SOURCE EXTRACT:
---------------

U.S. antitrust authorities have decided not to challenge UCB SA's (UCB.BT) 2007 legal settlement that temporarily kept generic versions of its blockbuster anti-epileptic drug Keppra off the market.

In a letter to UCB lawyers dated March 10, the Federal Trade Commission's Bureau of Competition said it was closing its investigation of whether UCB's settlement with three generics manufacturers amounted to an unfair method of competition in violation of U.S. law.

The FTC sent similar letters to lawyers for the three generics manufacturers that were parties to the settlement: Dr. Reddy's Laboratories Ltd. (RDY) of India, Pittsburgh-based Mylan Inc. (MYL) and Cobalt Laboratories Inc. of Canada. The letters were posted recently on the FTC's Web site.

Keppra generated EUR1.3 billion in global sales for UCB in 2008 (or about $1.7 billion at current exchange rates).

Belgium-based UCB had previously filed patent-infringement lawsuits against the generics companies in federal court to block their plans to launch generic versions of Keppra before its U.S. patent protection expired.

The companies announced an agreement to settle the litigation in October 2007, under which Mylan was permitted to sell generic Keppra beginning in November 2008, ahead of the expiration of UCB's U.S. market exclusivity in January 2009. The remaining terms of the settlement were kept confidential.

Dr. Reddy's began selling generic Keppra in January. Cobalt lists generic Keppra among its products on its Web site. The generic name for Keppra is levetiracetam.

---------------

PROVIDED DATA:
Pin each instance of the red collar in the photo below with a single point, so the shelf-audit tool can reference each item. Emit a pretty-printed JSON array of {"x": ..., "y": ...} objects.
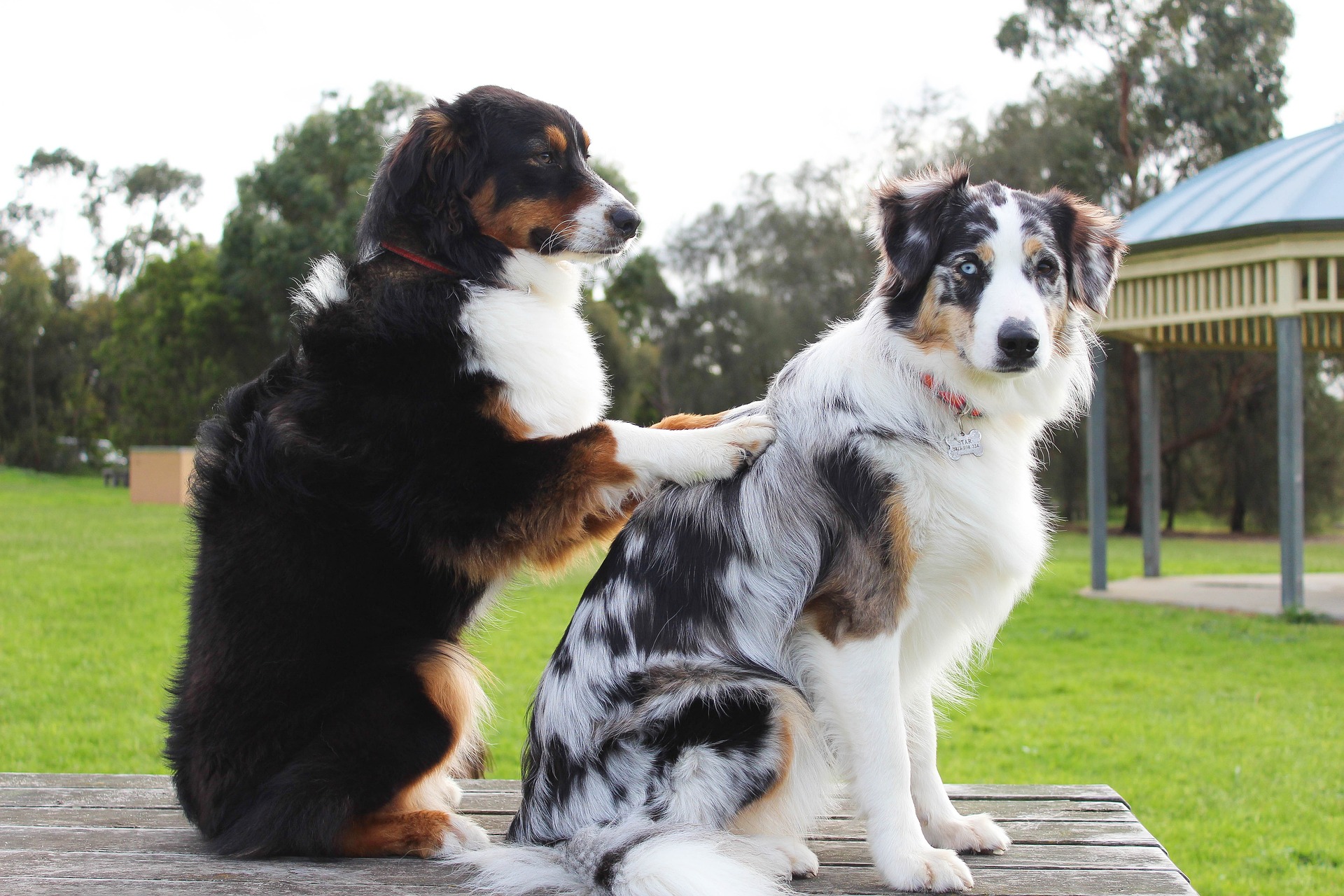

---------------

PROBLEMS TO SOLVE:
1. In the Keppra settlement article, when was Mylan allowed to start selling generic Keppra?
2. Please carry the Keppra settlement article forward from its last sentence with a few more paragraphs.

TASK ANSWERS:
1. Beginning in November 2008.

2.
"We are pleased that the FTC decided not to challenge the settlement of the Keppra patent litigation," UCB spokeswoman Andrea Levin said Friday. "We never believed there was a legal or factual basis for such a challenge."

Mylan spokesman Michael Laffin declined to comment. Mylan had previously disclosed in regulatory filings that the FTC notified the company of an investigation into the settlement in November 2007, and that the commission requested information related to the settlement.

Spokespeople for the FTC and the other companies couldn't immediately be reached Friday.

The FTC has tried to crack down on settlement agreements designed to forestall generic competition for brand-name drugs, claiming such deals deprive consumers of hundreds of millions of dollars in savings annually. But the commission's efforts have run into setbacks in the courts.

Last month the FTC filed a lawsuit in U.S. court challenging a settlement between Solvay SA (SVYSY) and generics manufacturers Watson Pharmaceuticals Inc. (WPI) and Par Pharmaceutical Cos. (PRX) that delayed generic competition for testosterone-replacement drug AndroGel.